Lecture 5
1.0 - Syntax Error Recovery
- Programmers make errors - how do we recover from these errors?
- There is no such thing as perfect error recovery
- We focus on error recovery that handles simple common errors.
1.1 - Recovery Strategy for Recursive-Descent Parsing
- Perform local error recovery on matching a single token
- Synchronise the input stream at the start and end of each parse method (parse method → trying to parse a non-terminal symbol)
1.1.1 - Recovery Strategy for Matching a Single Token (Terminal Symbol)
-
What if the current token isn’t KW_DO?
void parseWhileStatement() { tokens.match(Token.KW_WHILE); parseCondition(); tokens.match(Token.KW_DO); // An error is encountered at this step. parseStatement(); } -
It might be missing:
- In this case, we notice that the next token is
is something that starts a statement (and a statement is the next thing to be parsed) - We can assume that the keyword do is missing, and continue parsing as normal.
- In this case, we notice that the next token is
-
A token may be erroneously inserted.
-
A single erroneous token replacing the expected token
-
When the next token is not what we expected it to be, we look at the next token along:
- If after skipping a token, the next token is what we expected it to be, we know that a token was erroneously inserted
- If after skipping a token, the next token isn’t what we expected it to be, we assume that it was a replacement for the token that we were looking for and try to parse the following tokens.
-
We can replace the original
tokens.matchmethod with one that has two arguments:tokens.match(token_to_match, proceeding_set)token_to_matchthe token that we’re trying to match toproceeding seta set of all the tokens that could start the following section / statement
void parseWhileStatement() { tokens.match(Token.KW_WHILE); parseCondition(); tokens.match(Token.KW_DO, STATEMENT_START_SET); parseStatement(); }- If the current token is KW_DO, match it;
- Else if the current token is in STATEMENT_START_SET, assume KW_DO was missing and take no further action
- Else skip the current token and:
- if the current token is KW_DO, assume that the previous token was erroneously inserted and match the new token;
- Else assume that the expected token was replaced by the previous token; take no further action
1.1.2 - Recovery Strategy for Parse Method (Non-Terminal Symbol)
-
We perform synchronisation at the start and end of the parse methods
void parseN(TokenSet recoverSet) { // Skip tokens until the current token is in the expected set or recoverSet // if the new current token is not in expected // Return as though N had been recognised // Returning an error node / value if required // else, recognise the token N recog(N) // Skip tokens until the current token is in recoverSet }expectedis in the set of terminal symbols that are valid at the start of parsing NrecoverSetcontains the terminal symbols that can follow N in the context in which N is being parsed
-
Essentially removing the garbage at the start and end.

■ **REQUIRED TASK 1**
Translate this sentence from the lecture notes on syntax error recovery into Spanish: "We focus on error recovery that handles simple common errors."
■ **REQUIRED TASK 2**
Gather every line in the rows below that contains the string "number".

■ **LISTING**
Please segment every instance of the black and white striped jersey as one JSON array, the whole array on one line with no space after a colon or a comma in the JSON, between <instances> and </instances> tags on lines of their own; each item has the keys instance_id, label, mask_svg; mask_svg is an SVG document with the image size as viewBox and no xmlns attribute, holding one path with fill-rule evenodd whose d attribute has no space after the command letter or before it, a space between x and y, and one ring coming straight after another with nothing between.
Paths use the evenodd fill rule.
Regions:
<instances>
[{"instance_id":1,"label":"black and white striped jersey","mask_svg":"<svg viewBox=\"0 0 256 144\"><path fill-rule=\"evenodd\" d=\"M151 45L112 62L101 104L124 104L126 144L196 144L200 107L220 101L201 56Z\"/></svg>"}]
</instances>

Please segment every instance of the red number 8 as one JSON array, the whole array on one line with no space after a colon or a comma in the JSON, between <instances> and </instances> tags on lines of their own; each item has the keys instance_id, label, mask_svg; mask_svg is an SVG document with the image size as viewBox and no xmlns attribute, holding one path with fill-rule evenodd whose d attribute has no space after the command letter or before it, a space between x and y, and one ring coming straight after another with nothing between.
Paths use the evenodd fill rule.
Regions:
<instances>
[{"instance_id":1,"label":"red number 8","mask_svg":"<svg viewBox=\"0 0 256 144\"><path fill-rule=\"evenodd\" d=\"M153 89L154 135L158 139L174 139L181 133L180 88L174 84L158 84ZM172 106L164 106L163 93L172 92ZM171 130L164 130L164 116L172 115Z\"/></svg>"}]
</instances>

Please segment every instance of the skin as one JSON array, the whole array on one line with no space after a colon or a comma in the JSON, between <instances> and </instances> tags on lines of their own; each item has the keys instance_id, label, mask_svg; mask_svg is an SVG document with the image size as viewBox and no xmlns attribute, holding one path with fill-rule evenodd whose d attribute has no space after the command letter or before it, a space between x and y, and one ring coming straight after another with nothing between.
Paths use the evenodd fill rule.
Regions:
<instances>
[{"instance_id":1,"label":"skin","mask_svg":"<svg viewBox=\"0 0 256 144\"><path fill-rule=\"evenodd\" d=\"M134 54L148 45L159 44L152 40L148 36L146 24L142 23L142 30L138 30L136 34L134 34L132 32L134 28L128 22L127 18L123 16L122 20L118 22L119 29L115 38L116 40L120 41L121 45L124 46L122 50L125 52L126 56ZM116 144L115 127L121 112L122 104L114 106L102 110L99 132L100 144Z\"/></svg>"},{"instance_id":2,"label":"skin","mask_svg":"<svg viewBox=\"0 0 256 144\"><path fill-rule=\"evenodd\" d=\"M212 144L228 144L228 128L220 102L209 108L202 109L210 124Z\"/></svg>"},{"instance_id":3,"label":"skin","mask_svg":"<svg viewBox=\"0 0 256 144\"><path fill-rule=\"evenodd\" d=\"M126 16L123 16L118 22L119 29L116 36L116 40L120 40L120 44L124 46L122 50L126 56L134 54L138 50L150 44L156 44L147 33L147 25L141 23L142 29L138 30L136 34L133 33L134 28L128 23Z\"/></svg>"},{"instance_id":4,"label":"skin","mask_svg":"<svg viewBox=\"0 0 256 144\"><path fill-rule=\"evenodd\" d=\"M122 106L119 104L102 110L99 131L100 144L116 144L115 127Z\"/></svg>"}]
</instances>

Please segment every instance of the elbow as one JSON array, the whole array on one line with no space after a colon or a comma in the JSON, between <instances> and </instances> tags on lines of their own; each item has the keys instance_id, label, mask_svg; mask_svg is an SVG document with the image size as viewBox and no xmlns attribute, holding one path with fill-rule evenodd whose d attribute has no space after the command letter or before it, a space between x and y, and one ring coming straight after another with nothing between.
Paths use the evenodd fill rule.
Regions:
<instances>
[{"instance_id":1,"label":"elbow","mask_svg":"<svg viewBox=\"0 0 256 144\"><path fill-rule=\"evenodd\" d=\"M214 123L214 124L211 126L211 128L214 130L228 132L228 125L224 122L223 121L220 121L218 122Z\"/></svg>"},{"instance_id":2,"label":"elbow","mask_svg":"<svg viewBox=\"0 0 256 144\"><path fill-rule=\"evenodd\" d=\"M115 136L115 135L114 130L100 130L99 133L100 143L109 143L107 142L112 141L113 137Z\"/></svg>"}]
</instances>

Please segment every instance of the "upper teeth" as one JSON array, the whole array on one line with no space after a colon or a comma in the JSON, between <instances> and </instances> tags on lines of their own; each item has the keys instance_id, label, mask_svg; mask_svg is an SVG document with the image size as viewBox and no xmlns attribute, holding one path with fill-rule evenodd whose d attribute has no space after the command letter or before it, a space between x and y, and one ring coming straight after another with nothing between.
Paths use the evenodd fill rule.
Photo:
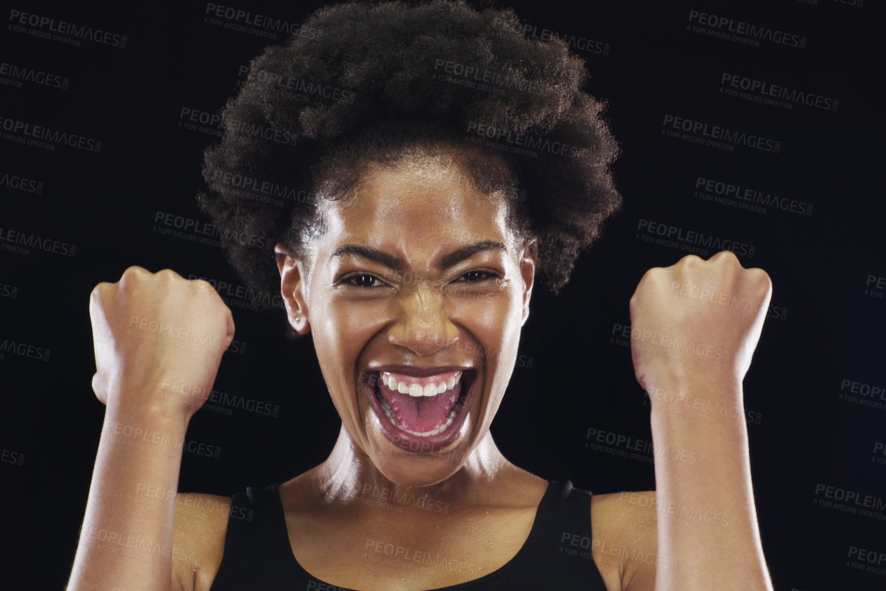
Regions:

■ **TASK RESULT 1**
Nos centramos en la recuperación de errores que gestiona errores simples y comunes.

■ **TASK RESULT 2**
Please segment every instance of the red number 8 as one JSON array, the whole array on one line with no space after a colon or a comma in the JSON, between <instances> and </instances> tags on lines of their own; each item has the keys instance_id, label, mask_svg; mask_svg is an SVG document with the image size as viewBox and no xmlns attribute, holding one path with fill-rule evenodd whose d attribute has no space after the command letter or before it, a space between x and y, and one ring coming straight after another with nothing between.
[{"instance_id":1,"label":"red number 8","mask_svg":"<svg viewBox=\"0 0 256 144\"><path fill-rule=\"evenodd\" d=\"M153 89L154 135L158 139L174 139L181 133L180 88L174 84L158 84ZM172 106L164 106L163 93L172 92ZM171 130L164 130L164 116L172 115Z\"/></svg>"}]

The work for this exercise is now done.